>>>

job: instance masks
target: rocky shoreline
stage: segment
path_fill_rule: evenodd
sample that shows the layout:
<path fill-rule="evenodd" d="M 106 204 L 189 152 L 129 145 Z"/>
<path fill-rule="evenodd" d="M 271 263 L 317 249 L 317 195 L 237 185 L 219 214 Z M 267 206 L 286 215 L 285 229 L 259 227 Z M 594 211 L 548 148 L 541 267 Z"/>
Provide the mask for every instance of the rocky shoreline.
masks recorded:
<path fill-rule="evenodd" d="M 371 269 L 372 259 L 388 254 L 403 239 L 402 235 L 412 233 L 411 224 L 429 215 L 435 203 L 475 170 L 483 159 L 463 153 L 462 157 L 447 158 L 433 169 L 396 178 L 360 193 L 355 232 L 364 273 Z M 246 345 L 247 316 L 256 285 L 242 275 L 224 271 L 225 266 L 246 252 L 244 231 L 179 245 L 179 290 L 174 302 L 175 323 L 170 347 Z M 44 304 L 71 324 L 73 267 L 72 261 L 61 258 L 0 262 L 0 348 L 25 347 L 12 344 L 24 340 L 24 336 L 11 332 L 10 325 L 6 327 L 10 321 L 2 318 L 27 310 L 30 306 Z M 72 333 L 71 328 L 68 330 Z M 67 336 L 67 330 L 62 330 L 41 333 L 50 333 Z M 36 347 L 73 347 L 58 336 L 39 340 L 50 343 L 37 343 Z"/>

<<<

EXERCISE BRIEF = Reproduce every line of the records above, character for character.

RESULT BELOW =
job: instance masks
target: rocky shoreline
stage: segment
path_fill_rule: evenodd
sample that shows the layout:
<path fill-rule="evenodd" d="M 106 204 L 189 152 L 129 145 Z"/>
<path fill-rule="evenodd" d="M 271 263 L 317 249 L 317 195 L 237 185 L 219 214 Z M 267 206 L 286 215 L 285 229 L 259 227 Z M 594 211 L 548 148 L 541 267 Z"/>
Provide the mask for every instance of the rocky shoreline.
masks recorded:
<path fill-rule="evenodd" d="M 371 269 L 372 259 L 388 254 L 403 239 L 402 235 L 412 233 L 411 224 L 429 215 L 435 203 L 475 170 L 483 159 L 463 153 L 462 157 L 447 158 L 433 169 L 396 178 L 360 193 L 355 232 L 364 273 Z M 246 345 L 247 316 L 256 285 L 242 275 L 224 271 L 225 266 L 246 252 L 244 231 L 179 245 L 179 290 L 174 302 L 175 323 L 170 347 Z M 44 304 L 71 324 L 73 267 L 72 261 L 61 258 L 0 262 L 0 348 L 25 347 L 12 344 L 24 340 L 24 336 L 11 332 L 10 325 L 6 327 L 10 321 L 2 318 L 27 310 L 30 306 Z M 72 333 L 71 328 L 68 330 Z M 67 336 L 67 330 L 62 330 L 41 333 L 50 333 Z M 36 347 L 73 347 L 58 336 L 39 340 L 50 343 L 37 343 Z"/>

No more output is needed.